(Dataset rows)
────────────────────────────────────────
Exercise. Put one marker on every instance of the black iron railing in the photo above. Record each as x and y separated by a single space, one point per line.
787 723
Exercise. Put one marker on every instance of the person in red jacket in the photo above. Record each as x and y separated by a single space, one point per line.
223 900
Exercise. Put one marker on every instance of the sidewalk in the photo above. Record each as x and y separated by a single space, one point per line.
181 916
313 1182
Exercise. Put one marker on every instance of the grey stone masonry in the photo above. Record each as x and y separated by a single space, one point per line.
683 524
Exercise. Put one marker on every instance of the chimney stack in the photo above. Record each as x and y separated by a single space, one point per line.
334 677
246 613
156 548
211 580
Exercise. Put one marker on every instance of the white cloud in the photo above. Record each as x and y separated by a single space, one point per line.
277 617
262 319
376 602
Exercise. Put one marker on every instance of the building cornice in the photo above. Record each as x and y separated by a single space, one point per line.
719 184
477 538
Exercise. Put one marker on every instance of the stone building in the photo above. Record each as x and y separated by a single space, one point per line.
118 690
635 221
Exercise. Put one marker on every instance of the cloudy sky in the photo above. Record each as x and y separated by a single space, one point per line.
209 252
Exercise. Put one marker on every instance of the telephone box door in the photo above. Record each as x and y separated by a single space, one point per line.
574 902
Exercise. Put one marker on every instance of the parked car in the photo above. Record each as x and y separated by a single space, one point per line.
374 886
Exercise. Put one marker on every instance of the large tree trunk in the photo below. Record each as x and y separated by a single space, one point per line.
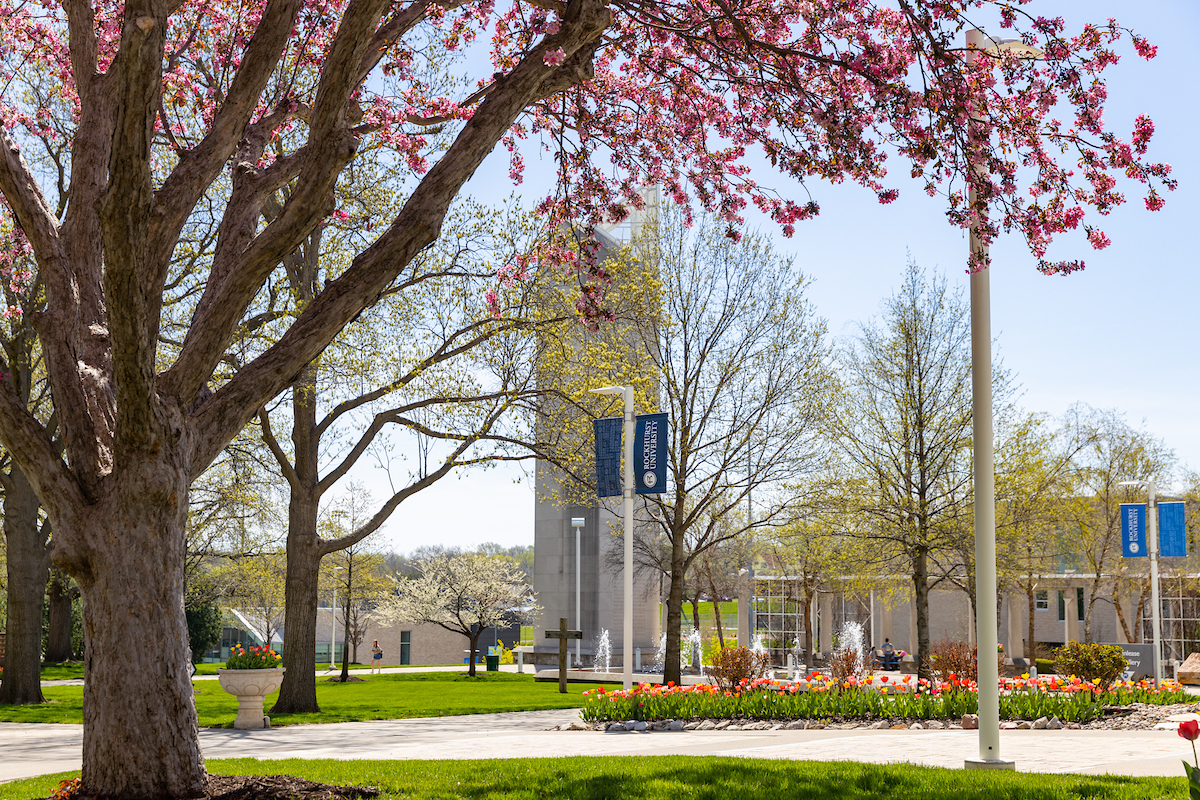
1031 648
59 645
137 659
671 671
29 565
298 695
921 591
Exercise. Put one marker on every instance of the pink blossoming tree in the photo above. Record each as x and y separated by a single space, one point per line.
141 119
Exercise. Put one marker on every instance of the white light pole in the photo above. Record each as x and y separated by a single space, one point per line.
627 656
1155 607
333 625
984 465
577 523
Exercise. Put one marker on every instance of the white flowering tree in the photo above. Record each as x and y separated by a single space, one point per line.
463 593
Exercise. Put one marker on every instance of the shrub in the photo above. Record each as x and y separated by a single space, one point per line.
957 657
1091 661
731 666
846 663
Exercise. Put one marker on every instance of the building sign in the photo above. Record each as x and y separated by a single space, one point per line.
1133 530
1140 659
1173 537
651 453
607 431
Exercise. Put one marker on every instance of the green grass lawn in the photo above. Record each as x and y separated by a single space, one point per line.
73 671
677 777
381 697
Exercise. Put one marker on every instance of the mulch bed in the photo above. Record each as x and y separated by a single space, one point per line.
281 787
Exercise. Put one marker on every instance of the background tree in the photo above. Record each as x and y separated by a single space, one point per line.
204 624
904 427
429 366
461 593
160 126
741 364
1114 452
1036 485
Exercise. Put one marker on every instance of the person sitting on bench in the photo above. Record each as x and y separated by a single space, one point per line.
889 656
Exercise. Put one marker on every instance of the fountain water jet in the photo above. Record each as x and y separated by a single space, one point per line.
604 653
────────────────────────────────────────
● **WHAT THIS TASK INVOLVES**
Write out the whole listing again, switching every "marker" to "dot" and keeping everything else the same. Leave the pictures out.

● **RESPONSE**
Exercise. Put one dot on every instance of the black iron railing in the photo above. Record each as x and y separated by a single space, one point per line.
787 723
Exercise. Put one dot on every instance of the person in red jacket in the photo above. Record each as x and y separated by a single space, one point per line.
223 900
Exercise. Put one dot on every instance of the sidewalk in the photo above. Record each as x and y separated by a single space, one point per line.
181 916
313 1182
Exercise. Put one dot on every instance of the grey stone masonry in the photo above. Record each as x and y separated by a single space, one point per line.
683 524
Exercise. Put one dot on every instance of the chimney stack in the photo above. Record each as x and y separated by a single space, one point per line.
334 677
246 613
156 548
211 580
Exercise. Put one dot on every instance of the white cloud in the photo above. Record each as x and y separated by a single space, one point per line.
277 617
262 319
376 602
Exercise. Put one dot on every instance of the building cornice in the photo above. Record each as x and y separated by a single space, one point per line.
719 184
477 538
Exercise. Put one dot on every instance of the stone building in the photo above. Record each as x and y separated by a single space, one point per line.
118 690
635 221
Exercise. Put one dot on every instance of the cloudy sky in the photo above. Record each as x and y separated by a single space, one point per line.
209 252
Exercise. Put one dot on every instance of the telephone box door in the photo above. Record each as x and y separated by a single space, one point per line.
574 902
Exercise. Put one dot on every instance of the parked car in the photo above. Record each as x and y separated by a single space, one point per line.
374 886
Exercise. Put one dot on every instance of the large tree trunk in the photo below. Record each as x and y separated by a single space, one point per line.
1031 648
59 645
137 659
671 671
29 565
298 695
921 591
Exercise. Put one dot on every instance of the pink blossoming tree in the photo above. Record each as x and y separated by a single space, one point per line.
141 119
Exercise. Put one dot on every instance of the white light pole in the photo above. Record each as x and y separated by a single space, one point per line.
627 656
1155 607
333 625
984 465
577 523
Exercise. Put one dot on every instance of the white flowering tree in the photo above. Record each as x and y separated by a single space, one point per line.
463 593
Exercise. Put one dot on every instance of the shrub in the photo above. Record each as x and y separated by a single space, one point per line.
957 657
1091 661
731 666
846 663
Exercise. Put one dot on every instance of the building sign in the photo above. Record each as x and y separated by a single space, one point per line.
1133 530
1140 659
1173 537
651 453
607 431
Exercise. Put one dot on every instance of the green grass lawn in the photo above. Record each as x and y separated by a single space, one point per line.
73 671
677 777
381 697
Exercise. Put one dot on every instance of the mulch bed in the photo above. Record each as x and y separated by a single space, one point per line.
281 787
Exercise. Put one dot on every instance of the background tree in the photo above. Record each as x and y separated by a single space, one point per line.
204 624
904 427
429 366
461 593
160 126
741 364
1114 452
1036 485
Exercise. Put one dot on every instance of the person sitting on bench in the photo above. Record each as x and y separated by a single space, one point per line.
889 656
Exercise. Put one dot on every instance of the fountain water jet in the photo above. Record each as x and y separated by a single space, one point per line.
604 653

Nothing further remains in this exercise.